Wil Wheaton on the TSA's grab n grope - portentint
http://wilwheaton.typepad.com/wwdnbackup/2011/04/i-dont-feel-safe-i-feel-violated-humiliated-and-angry.html

======
ck2
Only 90 days since xmas, everyone forgot about this already eh?

But wait 'til you experience it at the train or bus station, because that's
already happening - the mainstream news just isn't covering it. Fondling is
also now being done when you enter some courthouses now, the TSA set the
standard and they immediately took advantage of that.

There were congressional hearings on this too, all aired for the public to see
how concerned they were - absolutely nothing changed, in fact they only
ordered more equipment despite being told not to by Congress.

What happened to their promised new review of the radiation from the scanners
since they admitted they got it wrong? Or is that going to take a year to
produce a "report".

------
joebadmo
Can't get to the article (work) but I'm kind of on the fence about the issue.

# [Parts of the exercise]
A. Answer these about the TSA thread, one line each:
(i) How many days since Christmas does the first comment say have passed?
(ii) According to the first comment, what was ordered despite Congress saying not to?
(iii) What kind of building does the first comment say now has fondling at some entrances?
B. From the TSA thread, quote the part that opens with the words containing "There were congressional" and closes with "about the issue.".

(Location identification items)
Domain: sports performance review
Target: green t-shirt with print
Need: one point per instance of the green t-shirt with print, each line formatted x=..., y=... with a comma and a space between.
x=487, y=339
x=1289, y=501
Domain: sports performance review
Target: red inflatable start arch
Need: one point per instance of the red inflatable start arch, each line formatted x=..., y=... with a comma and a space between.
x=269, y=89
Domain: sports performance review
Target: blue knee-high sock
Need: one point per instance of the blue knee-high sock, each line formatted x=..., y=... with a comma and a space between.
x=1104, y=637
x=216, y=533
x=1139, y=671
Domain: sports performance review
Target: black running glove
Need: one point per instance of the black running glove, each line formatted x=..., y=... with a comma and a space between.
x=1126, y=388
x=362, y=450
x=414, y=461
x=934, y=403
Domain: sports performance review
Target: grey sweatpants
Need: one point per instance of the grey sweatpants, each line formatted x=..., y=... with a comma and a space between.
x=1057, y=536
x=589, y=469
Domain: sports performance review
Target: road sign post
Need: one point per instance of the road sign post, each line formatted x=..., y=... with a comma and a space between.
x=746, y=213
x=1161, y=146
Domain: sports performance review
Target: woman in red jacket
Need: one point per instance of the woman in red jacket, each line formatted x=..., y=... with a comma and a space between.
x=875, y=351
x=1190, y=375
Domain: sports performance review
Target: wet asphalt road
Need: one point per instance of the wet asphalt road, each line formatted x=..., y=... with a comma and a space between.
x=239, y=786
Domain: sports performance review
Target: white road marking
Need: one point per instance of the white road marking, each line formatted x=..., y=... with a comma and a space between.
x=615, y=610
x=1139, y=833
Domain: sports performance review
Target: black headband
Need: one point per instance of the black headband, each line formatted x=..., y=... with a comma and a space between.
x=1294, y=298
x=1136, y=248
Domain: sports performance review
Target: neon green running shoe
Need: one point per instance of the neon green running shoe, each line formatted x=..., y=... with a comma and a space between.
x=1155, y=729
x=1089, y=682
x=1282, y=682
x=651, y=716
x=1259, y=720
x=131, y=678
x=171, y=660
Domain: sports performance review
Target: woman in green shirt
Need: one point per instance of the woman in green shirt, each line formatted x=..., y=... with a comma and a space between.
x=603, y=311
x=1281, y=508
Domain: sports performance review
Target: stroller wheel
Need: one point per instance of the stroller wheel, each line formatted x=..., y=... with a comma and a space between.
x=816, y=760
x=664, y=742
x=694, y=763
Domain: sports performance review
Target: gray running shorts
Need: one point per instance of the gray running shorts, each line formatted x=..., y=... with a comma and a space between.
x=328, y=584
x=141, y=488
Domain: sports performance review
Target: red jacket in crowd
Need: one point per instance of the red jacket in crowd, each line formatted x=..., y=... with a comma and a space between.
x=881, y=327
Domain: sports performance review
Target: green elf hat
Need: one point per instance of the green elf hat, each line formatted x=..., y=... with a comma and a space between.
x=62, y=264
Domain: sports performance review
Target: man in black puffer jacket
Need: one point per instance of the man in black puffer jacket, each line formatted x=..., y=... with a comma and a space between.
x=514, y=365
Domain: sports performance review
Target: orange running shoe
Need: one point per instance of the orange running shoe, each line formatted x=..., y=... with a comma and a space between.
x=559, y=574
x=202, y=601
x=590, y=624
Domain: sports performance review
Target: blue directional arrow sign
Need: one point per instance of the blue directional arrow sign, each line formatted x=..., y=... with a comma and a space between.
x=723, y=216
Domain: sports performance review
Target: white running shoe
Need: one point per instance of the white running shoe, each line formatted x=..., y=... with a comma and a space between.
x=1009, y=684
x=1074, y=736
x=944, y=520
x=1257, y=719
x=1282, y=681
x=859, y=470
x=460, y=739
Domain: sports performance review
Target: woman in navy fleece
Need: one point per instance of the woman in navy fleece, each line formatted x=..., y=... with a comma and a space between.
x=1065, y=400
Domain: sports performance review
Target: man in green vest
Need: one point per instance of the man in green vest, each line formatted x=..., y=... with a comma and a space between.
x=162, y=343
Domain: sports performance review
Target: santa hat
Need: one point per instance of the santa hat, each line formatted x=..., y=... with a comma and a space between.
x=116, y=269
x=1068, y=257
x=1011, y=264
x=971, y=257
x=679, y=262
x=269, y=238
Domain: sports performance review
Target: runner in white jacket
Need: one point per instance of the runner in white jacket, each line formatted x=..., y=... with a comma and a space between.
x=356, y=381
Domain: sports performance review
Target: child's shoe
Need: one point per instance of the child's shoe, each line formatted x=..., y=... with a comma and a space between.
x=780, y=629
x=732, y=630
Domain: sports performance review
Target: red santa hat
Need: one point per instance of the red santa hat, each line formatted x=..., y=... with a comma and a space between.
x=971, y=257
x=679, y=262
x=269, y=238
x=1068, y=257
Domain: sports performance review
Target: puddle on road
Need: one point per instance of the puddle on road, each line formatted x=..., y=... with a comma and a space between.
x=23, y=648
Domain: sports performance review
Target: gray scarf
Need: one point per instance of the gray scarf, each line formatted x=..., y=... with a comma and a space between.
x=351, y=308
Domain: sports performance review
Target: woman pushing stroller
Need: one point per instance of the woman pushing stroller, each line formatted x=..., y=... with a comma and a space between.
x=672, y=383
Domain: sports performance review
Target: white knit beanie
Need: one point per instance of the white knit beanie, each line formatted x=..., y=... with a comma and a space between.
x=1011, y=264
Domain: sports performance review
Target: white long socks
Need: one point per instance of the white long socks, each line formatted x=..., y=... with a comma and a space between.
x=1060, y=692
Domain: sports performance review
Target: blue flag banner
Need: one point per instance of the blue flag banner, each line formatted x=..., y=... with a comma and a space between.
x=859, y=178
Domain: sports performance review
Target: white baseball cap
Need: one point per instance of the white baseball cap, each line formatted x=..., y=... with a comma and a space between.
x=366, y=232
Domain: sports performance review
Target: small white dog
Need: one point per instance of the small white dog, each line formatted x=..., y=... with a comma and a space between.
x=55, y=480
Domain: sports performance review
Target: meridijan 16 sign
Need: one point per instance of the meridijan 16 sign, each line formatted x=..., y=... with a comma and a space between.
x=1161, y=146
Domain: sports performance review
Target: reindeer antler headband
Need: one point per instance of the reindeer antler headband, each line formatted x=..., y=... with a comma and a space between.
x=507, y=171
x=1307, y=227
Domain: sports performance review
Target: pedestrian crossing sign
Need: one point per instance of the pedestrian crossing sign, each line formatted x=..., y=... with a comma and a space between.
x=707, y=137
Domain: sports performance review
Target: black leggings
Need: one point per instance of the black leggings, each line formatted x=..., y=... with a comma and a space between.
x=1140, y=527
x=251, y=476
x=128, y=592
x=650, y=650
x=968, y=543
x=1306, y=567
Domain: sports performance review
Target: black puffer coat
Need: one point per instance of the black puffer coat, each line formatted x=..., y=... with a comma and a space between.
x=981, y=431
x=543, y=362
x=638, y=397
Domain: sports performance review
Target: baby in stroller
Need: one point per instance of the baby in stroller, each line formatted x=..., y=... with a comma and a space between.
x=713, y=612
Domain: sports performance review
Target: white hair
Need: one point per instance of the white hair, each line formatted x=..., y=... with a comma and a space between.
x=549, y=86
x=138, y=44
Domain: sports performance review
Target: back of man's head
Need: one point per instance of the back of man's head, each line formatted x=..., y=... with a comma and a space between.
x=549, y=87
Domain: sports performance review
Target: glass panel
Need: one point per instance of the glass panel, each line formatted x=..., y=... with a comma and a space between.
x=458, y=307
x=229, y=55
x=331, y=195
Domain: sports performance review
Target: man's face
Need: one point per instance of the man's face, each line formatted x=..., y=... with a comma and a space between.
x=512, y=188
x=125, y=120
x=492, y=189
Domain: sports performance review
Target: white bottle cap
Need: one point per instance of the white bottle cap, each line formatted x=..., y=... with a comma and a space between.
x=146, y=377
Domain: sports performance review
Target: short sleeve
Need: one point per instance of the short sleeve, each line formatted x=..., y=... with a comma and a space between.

# [Results]
A.
(i) 90 days
(ii) More equipment
(iii) Courthouses

B.
There were congressional hearings on this too, all aired for the public to see
how concerned they were - absolutely nothing changed, in fact they only
ordered more equipment despite being told not to by Congress.

What happened to their promised new review of the radiation from the scanners
since they admitted they got it wrong? Or is that going to take a year to
produce a "report".

------
joebadmo
Can't get to the article (work) but I'm kind of on the fence about the issue.